Consignes et exigences: Poursuivez l'extrait sur Ousmane Sonko et le Mfdc en enchaînant directement sur sa dernière phrase.

Extrait:
- - -

A l’occasion d’un meeting du F24 organisé le vendredi 12 mai 2023 à Dakar, l’ancien procureur de la Cour de répression de l’enrichissement illicite (Crei), Alioune Ndao, avait lancé un appel public aux jeunes pour empêcher l’exécution d’une ordonnance de prise de corps à l’encontre de leur leader. Devrait-on désespérer qu’un ancien procureur, qui avait fait cueillir avec une force impressionnante Karim Wade ainsi que d’autres citoyens, au nom du principe que force doit rester à la loi, en arrive à inciter à entraver par la violence l’action de la Justice ? Franchement, l’inspecteur des Impôts et numéro 2 du parti Pastef, Bassirou Diomaye Faye, qui croupit en prison, n’a pas dit plus grave que Alioune Ndao !
Il reste que d’aucuns appréhendent qu’en se rapprochant ces derniers jours des bases du Mouvement des forces démocratiques de Casamance (Mfdc), au risque de se faire juger par contumace, Ousmane Sonko se préparerait à une cavale et chercherait le moyen de se mettre sous la protection des rebelles indépendantistes. Assurément, fuir et prendre le maquis pour quelqu’un qui voudrait devenir président de la République en 2024, ne serait pas le meilleur présage pour ses partisans, d’autant que le cas échéant, un mandat d’arrêt serait émis contre sa personne. Pourrait-il se cacher indéfiniment ? De toute façon, on peut dire qu’il trouvera difficilement gîte et couvert dans les tranchées du Mfdc et pour cause !
Les bases rebelles du Mfdc se ferment devant lui
De nombreux responsables du Mfdc, notamment César Atoute Badiate, trouvaient en la personne de Ousmane Sonko «le leader politique qui manquait à la Casamance» indépendantiste, devrait-on dire. A travers ces colonnes, nous avions maintes fois alerté sur les liaisons dangereuses de Ousmane Sonko avec des factions du Mfdc. Il n’y a pas de plus hypocrite procès d’intention dont nous n’avions pas été l’objet pour avoir dit tout haut ce que tout le monde savait et disait tout bas. Mais, devant les ignobles assassinats et la prise en otage humiliante et dégradante de militaires sénégalais en Gambie par des éléments du chef de guerre Salif Sadio, le silence de Ousmane Sonko avait plus qu’embarrassé ceux qui voulaient encore l’absoudre de liens avec le Mfdc.

- - -

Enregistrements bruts

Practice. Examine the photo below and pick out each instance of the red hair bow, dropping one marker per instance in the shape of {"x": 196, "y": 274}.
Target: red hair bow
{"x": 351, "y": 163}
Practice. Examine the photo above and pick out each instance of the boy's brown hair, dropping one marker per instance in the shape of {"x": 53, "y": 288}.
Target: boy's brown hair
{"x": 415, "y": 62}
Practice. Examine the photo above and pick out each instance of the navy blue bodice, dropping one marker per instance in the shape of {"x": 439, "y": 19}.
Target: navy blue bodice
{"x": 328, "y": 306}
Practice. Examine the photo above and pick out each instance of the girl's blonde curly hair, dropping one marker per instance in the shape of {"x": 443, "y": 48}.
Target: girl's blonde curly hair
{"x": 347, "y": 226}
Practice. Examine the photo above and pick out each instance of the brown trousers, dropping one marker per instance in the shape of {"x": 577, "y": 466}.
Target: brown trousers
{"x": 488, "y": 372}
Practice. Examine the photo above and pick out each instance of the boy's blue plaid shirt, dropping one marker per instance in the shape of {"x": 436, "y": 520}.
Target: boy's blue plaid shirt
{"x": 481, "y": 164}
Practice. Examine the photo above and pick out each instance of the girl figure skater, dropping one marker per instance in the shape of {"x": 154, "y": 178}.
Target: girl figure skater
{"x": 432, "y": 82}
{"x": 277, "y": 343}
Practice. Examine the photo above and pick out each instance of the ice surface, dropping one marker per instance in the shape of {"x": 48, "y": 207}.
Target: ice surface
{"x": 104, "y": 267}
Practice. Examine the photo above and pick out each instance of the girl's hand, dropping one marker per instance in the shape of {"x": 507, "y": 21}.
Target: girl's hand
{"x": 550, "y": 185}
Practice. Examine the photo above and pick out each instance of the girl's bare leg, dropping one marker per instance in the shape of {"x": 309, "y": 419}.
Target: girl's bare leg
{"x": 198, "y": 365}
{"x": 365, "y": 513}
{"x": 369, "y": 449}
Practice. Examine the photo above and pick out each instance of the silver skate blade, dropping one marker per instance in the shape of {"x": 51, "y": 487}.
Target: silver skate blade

- - -

Réponse rédigée:
Mieux, des personnes arrêtées à l’occasion de manifestations violentes à Dakar et à Touba, organisées par le parti Pastef, en sont arrivées à revendiquer leur appartenance à la rébellion armée. Le procureur de Dakar, Amady Diouf, révéla l’arrestation le 8 juin 2022, de Ousmane Kabiline Diatta, membre du Mfdc et homme d’action d’un commando subversif de membres du parti Pastef, auteurs d’actes et manœuvres de nature à compromettre la sécurité publique ou à occasionner des troubles politiques graves.
Dans une autre conférence de presse du 28 mars 2023, le Procureur général près la Cour d’appel de Dakar, Ibrahima Bakhoum, révéla l’arrestation de Mamadou Diémé et d’un certain Goudiaby portant le sobriquet de «Rpg». Tous deux revendiquent leur appartenance au Mfdc.
Assurément, Ousmane Sonko demeure très lié à César Atoute Badiate. D’ailleurs, c’était grâce à la couverture de ce commandant du Front Sud du Mfdc que Ousmane Sonko et Barthélemy Dias avaient pu se rendre en Guinée Bissau le 21 janvier 2022.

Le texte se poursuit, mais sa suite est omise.